__Passage shown__.
Among Harlin's many changes are ill conceived fight sequences, a shoddy sandstorm, the wholesale replacement of characters, and a ridiculous showdown between the Devil and Father Merrin (Stellan Skarsgard) inside an ancient church in Africa. No, really.

So it would stand to reason that Schrader's more sober take on the prequel is the superior version. Well, yes and no. It's true, Dominion is better than Exorcist: The Beginning, but it doesn't keep it from being too sober and too laconic for its own good. The final confrontation between Merrin and the Devil is still undercooked, and the movie takes a little too long getting anywhere before puttering out after two hours.

The good news is that The Exorcist is still potent, although it depends greatly on your own personal feelings. Some people find the movie deeply disturbing; others find it unintentionally hilarious (the Version You've Never Seen does little to dissuade this with a subplot involving ritalin, which is now so common as to be considered a joke) but The Exorcist is still worth watching, even thirty three years later.

__Given records__.
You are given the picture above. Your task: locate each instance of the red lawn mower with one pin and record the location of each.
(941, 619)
---
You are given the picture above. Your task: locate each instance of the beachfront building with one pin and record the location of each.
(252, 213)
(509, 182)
==
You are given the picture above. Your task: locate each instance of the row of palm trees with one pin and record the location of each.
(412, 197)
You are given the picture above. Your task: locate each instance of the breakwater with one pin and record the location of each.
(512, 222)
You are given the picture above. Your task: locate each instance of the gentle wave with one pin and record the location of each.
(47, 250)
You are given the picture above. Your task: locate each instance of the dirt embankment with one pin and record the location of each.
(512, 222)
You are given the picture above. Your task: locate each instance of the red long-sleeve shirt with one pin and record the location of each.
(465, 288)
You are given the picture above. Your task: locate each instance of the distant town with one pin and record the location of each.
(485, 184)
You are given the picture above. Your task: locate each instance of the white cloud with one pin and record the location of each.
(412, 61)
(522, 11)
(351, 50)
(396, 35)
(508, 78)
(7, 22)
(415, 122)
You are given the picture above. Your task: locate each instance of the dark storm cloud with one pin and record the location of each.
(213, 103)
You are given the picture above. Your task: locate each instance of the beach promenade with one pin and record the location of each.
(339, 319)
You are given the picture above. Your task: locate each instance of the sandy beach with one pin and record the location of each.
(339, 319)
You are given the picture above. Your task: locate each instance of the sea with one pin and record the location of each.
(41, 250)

__Actions to take__.
**A)** Please return everything from "The good news" down to "three years later." in the Exorcist review.
**B)** In the Exorcist review, where does the showdown between the Devil and Father Merrin take place?
**C)** List every change made by Harlin that the Exorcist review names.

__Solutions to the problems__.
**A)**
The good news is that The Exorcist is still potent, although it depends greatly on your own personal feelings. Some people find the movie deeply disturbing; others find it unintentionally hilarious (the Version You've Never Seen does little to dissuade this with a subplot involving ritalin, which is now so common as to be considered a joke) but The Exorcist is still worth watching, even thirty three years later.

**B)** Inside an ancient church in Africa.

**C)**
- ill conceived fight sequences
- a shoddy sandstorm
- the wholesale replacement of characters
- a ridiculous showdown between the Devil and Father Merrin (Stellan Skarsgard) inside an ancient church in Africa